> **DIRECTIONS FOR THIS TASK**: Reproduce exactly the lines from the top of the records below through the line holding "[[172, 373], [240, 199], [717, 75]]".

======== RECORDS SUPPLIED ========

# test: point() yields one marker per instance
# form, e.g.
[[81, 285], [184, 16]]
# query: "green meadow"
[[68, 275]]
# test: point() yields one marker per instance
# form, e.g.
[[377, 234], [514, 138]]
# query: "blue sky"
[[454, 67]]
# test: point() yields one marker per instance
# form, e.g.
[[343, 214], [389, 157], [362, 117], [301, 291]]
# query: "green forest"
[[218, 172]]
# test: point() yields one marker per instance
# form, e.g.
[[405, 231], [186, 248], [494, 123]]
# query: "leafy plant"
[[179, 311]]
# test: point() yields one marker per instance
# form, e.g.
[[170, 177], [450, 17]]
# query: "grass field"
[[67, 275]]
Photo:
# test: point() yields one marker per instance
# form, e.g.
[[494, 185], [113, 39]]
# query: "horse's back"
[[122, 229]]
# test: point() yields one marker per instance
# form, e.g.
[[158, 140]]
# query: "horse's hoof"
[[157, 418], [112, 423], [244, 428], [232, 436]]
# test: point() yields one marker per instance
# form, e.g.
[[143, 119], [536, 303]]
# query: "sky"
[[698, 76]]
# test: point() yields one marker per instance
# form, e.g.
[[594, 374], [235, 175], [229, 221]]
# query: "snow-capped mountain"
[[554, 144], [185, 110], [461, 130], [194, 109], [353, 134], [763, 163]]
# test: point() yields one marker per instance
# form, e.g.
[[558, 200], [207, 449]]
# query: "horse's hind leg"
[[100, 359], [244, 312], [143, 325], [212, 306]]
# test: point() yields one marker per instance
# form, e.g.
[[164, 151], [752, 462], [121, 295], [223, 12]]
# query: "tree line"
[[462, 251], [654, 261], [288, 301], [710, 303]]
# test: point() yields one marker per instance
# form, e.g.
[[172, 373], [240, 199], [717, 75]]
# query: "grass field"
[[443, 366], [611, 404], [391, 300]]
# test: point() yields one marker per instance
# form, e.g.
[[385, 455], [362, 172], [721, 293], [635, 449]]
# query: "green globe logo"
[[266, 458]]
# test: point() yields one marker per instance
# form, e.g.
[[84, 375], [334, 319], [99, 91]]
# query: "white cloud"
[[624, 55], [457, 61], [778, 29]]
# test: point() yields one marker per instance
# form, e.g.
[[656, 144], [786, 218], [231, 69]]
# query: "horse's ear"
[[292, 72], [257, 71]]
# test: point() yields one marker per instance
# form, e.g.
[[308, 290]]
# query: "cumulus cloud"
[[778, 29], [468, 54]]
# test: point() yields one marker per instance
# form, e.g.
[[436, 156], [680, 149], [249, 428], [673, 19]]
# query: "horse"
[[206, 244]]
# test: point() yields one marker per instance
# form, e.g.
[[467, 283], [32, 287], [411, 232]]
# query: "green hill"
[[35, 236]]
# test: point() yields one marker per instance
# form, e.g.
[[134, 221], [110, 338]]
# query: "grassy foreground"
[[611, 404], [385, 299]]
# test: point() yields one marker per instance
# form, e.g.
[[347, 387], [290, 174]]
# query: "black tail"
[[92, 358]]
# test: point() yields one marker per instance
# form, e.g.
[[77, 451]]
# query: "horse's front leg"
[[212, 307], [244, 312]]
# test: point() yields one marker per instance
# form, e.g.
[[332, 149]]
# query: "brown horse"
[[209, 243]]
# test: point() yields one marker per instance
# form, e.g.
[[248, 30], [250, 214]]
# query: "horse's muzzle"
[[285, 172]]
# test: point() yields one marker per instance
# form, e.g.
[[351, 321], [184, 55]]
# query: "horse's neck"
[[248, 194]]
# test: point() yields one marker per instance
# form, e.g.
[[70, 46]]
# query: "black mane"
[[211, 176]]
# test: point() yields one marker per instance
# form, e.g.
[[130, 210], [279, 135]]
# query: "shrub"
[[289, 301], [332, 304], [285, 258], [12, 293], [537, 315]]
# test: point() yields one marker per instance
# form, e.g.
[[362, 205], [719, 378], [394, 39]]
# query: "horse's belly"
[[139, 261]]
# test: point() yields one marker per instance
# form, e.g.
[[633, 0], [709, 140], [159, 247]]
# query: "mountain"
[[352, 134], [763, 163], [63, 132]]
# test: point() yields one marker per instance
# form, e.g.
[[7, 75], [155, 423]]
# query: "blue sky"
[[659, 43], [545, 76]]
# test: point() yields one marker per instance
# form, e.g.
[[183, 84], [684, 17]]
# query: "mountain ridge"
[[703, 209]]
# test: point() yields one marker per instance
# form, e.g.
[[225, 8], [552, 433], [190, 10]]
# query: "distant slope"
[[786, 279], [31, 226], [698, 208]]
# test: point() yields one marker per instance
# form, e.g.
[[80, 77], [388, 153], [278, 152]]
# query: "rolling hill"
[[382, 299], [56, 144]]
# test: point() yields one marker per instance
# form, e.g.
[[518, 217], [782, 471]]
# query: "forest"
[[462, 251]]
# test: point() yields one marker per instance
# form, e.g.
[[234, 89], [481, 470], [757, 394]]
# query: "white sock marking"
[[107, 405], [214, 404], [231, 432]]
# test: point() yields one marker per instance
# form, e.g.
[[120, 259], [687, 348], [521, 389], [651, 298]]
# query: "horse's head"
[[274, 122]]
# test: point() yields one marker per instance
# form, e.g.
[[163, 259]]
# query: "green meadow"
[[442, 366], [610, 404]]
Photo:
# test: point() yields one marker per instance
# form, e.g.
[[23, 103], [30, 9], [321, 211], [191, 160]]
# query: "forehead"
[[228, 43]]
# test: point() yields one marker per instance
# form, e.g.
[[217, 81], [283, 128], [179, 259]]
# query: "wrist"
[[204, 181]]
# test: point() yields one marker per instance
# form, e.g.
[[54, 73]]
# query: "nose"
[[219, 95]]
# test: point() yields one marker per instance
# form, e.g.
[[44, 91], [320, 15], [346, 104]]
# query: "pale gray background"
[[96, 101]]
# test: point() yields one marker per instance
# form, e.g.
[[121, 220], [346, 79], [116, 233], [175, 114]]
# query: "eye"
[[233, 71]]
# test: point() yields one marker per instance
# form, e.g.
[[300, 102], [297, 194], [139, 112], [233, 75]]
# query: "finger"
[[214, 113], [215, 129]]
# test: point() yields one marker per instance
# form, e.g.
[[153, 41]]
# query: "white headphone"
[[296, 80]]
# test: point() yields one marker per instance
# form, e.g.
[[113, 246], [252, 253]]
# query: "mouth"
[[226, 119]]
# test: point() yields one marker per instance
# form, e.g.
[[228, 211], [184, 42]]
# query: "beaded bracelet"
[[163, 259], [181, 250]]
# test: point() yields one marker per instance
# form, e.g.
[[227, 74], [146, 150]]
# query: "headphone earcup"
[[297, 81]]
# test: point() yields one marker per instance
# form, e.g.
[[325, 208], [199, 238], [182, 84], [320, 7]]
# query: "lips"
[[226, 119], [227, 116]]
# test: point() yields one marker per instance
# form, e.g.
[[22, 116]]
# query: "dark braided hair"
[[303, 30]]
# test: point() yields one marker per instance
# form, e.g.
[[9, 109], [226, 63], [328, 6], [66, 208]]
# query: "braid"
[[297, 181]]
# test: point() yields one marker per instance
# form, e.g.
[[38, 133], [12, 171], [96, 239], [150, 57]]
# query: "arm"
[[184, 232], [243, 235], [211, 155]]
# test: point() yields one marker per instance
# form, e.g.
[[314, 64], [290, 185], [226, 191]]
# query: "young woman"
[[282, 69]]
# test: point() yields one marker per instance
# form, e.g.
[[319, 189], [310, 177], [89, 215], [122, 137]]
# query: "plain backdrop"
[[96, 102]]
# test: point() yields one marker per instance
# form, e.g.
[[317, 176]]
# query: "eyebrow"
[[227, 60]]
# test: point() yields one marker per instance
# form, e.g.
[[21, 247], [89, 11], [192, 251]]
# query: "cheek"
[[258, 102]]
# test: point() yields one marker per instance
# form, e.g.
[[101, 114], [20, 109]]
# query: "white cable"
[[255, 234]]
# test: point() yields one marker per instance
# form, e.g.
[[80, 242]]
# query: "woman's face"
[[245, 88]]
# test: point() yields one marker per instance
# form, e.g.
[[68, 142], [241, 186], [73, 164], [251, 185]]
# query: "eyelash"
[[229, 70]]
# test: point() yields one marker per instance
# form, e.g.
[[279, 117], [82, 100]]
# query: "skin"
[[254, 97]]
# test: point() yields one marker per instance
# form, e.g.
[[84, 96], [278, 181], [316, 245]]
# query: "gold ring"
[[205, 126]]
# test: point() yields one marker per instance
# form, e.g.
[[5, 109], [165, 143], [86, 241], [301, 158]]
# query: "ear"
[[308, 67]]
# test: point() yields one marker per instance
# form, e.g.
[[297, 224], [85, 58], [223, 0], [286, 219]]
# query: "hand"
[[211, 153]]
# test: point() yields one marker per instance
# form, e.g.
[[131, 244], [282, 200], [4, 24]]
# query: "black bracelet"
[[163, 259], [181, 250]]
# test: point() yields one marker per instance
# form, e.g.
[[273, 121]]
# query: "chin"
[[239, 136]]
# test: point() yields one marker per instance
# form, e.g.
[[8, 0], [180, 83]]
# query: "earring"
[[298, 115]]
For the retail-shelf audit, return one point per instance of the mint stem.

========

> **YOUR RESPONSE**:
# test: point() yields one marker per instance
# form, e.g.
[[81, 285], [184, 16]]
# query: "green meadow"
[[68, 275]]
# test: point() yields one marker per instance
# form, e.g.
[[377, 234], [514, 138]]
# query: "blue sky"
[[454, 67]]
# test: point() yields one marker per instance
# form, e.g.
[[343, 214], [389, 157], [362, 117], [301, 291]]
# query: "green forest"
[[218, 172]]
# test: point() yields one marker per instance
# form, e.g.
[[405, 231], [186, 248], [494, 123]]
# query: "leafy plant"
[[179, 311]]
# test: point() yields one marker per instance
# form, e.g.
[[170, 177], [450, 17]]
# query: "grass field"
[[67, 275]]
Photo:
# test: point() yields one marker per instance
# form, e.g.
[[494, 185], [113, 39]]
# query: "horse's back"
[[122, 229]]
# test: point() yields one marker per instance
# form, e.g.
[[158, 140]]
# query: "horse's hoof"
[[157, 418], [112, 423], [244, 428], [232, 436]]
# test: point() yields one marker per instance
# form, e.g.
[[143, 119], [536, 303]]
# query: "sky"
[[698, 76]]
# test: point() yields one marker per instance
# form, e.g.
[[594, 374], [235, 175], [229, 221]]
# query: "snow-capped mountain"
[[554, 144], [185, 110], [461, 130], [194, 109], [353, 134], [763, 163]]
# test: point() yields one marker per instance
# form, e.g.
[[558, 200], [207, 449]]
# query: "horse's hind leg"
[[100, 359], [244, 312], [143, 325], [212, 306]]
# test: point() yields one marker per instance
# form, e.g.
[[164, 151], [752, 462], [121, 295], [223, 12]]
# query: "tree line"
[[462, 251], [654, 261], [288, 301], [710, 303]]
# test: point() yields one marker per instance
# form, e.g.
[[172, 373], [240, 199], [717, 75]]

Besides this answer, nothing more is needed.